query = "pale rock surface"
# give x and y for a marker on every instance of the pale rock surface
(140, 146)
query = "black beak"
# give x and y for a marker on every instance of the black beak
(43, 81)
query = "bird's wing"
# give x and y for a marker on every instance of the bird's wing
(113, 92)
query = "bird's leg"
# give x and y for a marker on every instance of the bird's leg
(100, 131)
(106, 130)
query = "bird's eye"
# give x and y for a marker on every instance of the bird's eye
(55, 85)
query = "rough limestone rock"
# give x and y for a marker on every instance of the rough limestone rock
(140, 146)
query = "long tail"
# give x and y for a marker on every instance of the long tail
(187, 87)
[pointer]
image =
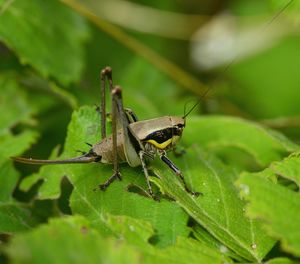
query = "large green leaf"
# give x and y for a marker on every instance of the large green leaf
(288, 168)
(14, 102)
(72, 239)
(56, 33)
(138, 233)
(219, 209)
(68, 240)
(277, 205)
(263, 144)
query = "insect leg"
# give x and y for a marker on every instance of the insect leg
(142, 158)
(173, 167)
(106, 73)
(115, 96)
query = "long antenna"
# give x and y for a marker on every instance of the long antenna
(235, 59)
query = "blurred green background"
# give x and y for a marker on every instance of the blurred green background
(163, 53)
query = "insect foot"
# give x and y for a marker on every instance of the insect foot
(103, 186)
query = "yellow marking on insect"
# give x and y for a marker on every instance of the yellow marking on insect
(162, 145)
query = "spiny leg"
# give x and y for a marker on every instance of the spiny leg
(106, 73)
(142, 158)
(173, 167)
(115, 96)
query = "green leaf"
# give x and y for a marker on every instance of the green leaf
(14, 102)
(56, 32)
(15, 218)
(12, 145)
(219, 210)
(288, 168)
(208, 240)
(280, 261)
(68, 240)
(263, 144)
(276, 205)
(72, 239)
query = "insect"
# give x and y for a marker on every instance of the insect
(131, 141)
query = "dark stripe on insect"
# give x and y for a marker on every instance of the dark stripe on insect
(163, 135)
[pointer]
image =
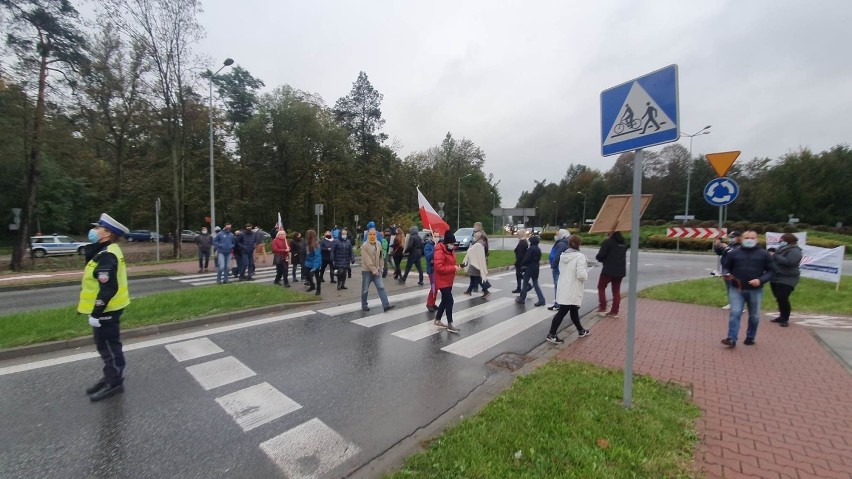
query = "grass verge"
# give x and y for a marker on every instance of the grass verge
(64, 323)
(566, 420)
(810, 295)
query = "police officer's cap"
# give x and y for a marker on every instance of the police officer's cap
(111, 224)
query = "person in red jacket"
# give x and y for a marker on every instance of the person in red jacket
(445, 275)
(281, 250)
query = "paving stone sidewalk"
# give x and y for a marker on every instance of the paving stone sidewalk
(779, 409)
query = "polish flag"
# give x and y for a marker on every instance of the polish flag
(429, 217)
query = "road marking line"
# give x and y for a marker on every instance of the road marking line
(153, 342)
(219, 372)
(192, 349)
(383, 318)
(256, 405)
(472, 345)
(424, 330)
(309, 450)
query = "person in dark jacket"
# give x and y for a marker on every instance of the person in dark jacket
(520, 253)
(414, 250)
(613, 256)
(342, 258)
(429, 254)
(248, 242)
(203, 241)
(326, 243)
(786, 258)
(530, 268)
(296, 254)
(746, 269)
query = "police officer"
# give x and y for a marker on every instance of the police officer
(103, 297)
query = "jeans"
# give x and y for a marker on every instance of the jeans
(366, 278)
(203, 258)
(738, 300)
(603, 281)
(563, 310)
(446, 304)
(555, 285)
(782, 294)
(413, 260)
(525, 285)
(222, 270)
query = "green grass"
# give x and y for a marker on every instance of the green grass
(566, 420)
(810, 295)
(64, 323)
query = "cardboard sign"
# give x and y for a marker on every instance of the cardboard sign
(616, 214)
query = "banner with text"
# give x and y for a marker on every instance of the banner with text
(824, 264)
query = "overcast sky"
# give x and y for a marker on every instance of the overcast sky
(523, 79)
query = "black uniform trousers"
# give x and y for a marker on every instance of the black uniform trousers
(109, 347)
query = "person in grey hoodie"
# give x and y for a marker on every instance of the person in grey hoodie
(203, 241)
(786, 258)
(414, 250)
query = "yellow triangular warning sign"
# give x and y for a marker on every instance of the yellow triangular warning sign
(721, 162)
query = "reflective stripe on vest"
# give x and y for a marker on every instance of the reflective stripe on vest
(91, 286)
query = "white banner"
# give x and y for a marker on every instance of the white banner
(772, 239)
(824, 264)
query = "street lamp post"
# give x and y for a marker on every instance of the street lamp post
(703, 131)
(458, 200)
(228, 62)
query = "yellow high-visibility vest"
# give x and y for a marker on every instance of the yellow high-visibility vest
(91, 286)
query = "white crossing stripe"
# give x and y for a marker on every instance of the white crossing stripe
(257, 405)
(424, 330)
(472, 345)
(395, 314)
(193, 349)
(219, 372)
(309, 450)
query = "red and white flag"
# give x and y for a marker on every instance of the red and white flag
(429, 217)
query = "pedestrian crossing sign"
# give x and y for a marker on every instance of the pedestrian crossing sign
(640, 113)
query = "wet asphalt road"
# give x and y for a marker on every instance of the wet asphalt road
(369, 387)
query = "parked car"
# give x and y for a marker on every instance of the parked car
(188, 236)
(464, 237)
(143, 235)
(41, 246)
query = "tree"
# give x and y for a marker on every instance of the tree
(43, 35)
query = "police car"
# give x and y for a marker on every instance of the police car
(41, 246)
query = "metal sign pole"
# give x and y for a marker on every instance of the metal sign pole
(633, 277)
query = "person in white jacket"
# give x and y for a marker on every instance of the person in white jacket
(573, 272)
(477, 267)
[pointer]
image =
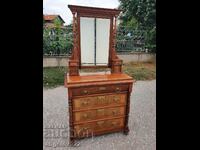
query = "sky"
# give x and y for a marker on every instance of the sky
(60, 6)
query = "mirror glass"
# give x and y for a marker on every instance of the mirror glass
(94, 41)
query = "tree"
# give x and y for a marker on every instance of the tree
(141, 14)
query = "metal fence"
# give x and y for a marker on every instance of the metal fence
(60, 41)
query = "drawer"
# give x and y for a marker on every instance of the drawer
(99, 126)
(99, 114)
(99, 101)
(99, 89)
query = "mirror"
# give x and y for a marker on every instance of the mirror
(94, 41)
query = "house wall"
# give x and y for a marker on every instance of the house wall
(54, 61)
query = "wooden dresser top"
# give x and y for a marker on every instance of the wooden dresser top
┄┄┄┄┄┄
EXERCISE GOAL –
Within the entries, find all lines holding "dresser" and copy each one.

RESPONSE BELOW –
query = "wooden dresser top"
# give x and y for a marker on every instance of the wooden dresser top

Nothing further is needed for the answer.